*** Recorded information
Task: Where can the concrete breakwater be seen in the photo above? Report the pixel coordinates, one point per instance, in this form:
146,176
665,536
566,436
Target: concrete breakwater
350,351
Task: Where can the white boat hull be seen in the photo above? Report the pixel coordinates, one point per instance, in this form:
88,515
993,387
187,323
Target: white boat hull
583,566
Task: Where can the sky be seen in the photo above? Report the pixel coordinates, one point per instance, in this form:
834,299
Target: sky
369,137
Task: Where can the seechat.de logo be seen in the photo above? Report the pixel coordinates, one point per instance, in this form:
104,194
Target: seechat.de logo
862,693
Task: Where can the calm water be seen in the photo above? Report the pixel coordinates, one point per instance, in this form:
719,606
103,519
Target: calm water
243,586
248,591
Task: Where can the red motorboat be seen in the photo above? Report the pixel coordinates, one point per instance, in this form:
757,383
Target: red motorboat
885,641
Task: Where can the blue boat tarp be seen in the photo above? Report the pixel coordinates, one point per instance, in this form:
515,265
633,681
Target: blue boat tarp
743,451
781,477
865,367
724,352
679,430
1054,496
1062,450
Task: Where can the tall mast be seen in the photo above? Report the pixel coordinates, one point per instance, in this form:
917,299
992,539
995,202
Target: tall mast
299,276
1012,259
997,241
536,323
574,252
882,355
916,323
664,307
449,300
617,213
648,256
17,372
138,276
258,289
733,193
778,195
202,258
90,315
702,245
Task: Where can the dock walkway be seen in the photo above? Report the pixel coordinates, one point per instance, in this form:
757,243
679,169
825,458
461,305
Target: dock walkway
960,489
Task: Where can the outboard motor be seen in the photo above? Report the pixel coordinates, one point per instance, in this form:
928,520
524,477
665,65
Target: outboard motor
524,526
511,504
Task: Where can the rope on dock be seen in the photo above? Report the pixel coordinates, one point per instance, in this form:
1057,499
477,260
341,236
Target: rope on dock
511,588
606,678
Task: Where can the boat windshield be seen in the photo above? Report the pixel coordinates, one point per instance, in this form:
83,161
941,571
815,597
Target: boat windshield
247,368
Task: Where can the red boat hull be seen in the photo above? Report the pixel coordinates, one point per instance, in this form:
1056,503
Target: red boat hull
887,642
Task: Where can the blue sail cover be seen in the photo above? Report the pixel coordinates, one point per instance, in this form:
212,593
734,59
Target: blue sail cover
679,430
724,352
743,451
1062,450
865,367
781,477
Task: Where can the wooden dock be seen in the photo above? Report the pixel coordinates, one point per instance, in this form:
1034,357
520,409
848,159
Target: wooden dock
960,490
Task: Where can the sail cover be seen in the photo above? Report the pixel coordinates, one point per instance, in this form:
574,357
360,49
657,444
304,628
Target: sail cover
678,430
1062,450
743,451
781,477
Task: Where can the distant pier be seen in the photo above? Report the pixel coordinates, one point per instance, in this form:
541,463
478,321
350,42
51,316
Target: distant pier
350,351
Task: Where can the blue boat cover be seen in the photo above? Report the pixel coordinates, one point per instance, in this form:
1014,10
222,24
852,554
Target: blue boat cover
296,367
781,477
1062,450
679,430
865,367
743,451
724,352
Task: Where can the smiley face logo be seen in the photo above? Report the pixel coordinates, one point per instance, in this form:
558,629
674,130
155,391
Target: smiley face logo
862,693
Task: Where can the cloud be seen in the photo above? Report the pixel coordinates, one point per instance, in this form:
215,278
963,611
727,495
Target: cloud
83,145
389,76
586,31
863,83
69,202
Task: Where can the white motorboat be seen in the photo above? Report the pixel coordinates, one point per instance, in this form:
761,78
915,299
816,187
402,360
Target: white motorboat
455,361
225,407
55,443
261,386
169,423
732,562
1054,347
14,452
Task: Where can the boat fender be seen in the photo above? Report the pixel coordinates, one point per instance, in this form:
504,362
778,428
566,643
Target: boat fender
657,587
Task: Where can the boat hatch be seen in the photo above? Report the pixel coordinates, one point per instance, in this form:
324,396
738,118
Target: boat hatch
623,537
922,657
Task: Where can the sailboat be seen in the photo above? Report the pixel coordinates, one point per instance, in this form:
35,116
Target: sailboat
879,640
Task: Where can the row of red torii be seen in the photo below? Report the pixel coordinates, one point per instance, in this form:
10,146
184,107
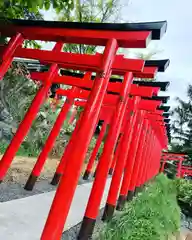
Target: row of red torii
180,158
138,124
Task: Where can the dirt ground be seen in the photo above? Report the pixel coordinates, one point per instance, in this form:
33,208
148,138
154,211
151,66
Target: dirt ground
22,167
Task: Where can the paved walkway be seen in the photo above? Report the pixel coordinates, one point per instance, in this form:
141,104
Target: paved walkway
23,219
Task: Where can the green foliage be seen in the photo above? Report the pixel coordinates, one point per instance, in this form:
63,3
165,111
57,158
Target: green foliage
182,125
90,11
29,9
184,190
153,215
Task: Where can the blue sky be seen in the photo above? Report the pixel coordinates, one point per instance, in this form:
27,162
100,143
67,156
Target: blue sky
175,45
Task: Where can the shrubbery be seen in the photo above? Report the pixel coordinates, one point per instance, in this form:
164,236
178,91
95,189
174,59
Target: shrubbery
153,215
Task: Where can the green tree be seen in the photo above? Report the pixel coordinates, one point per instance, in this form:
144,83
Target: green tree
******
▶ [Instruction]: Rewrite the lines of the records above as a JSON list of strings, one string per line and no blank lines, from the line with "Task: Where can the green foliage" through the end of the records.

▶ [Solution]:
[
  "Task: Where can the green foliage be seen in the photo above? Report the pixel coordinates, one point per instance, in this form:",
  "63,3",
  "165,111",
  "57,158",
  "Target: green foliage",
  "182,125",
  "90,11",
  "29,9",
  "184,190",
  "153,215",
  "Task: Where can the blue sky be seen in the photo above? Report the pixel coordinates, one point per instance, in this form:",
  "27,162",
  "100,143",
  "67,156",
  "Target: blue sky",
  "175,45",
  "Task: Where can the shrubbery be seen in the photo above? Report the pixel coordinates, one point per instance, in this form:",
  "164,236",
  "178,91",
  "95,189",
  "174,59",
  "Target: shrubbery",
  "153,215",
  "Task: Where can the green tree be seen in the photo above? Report the pixel coordinates, one point per instance, in this form:",
  "144,83",
  "Target: green tree"
]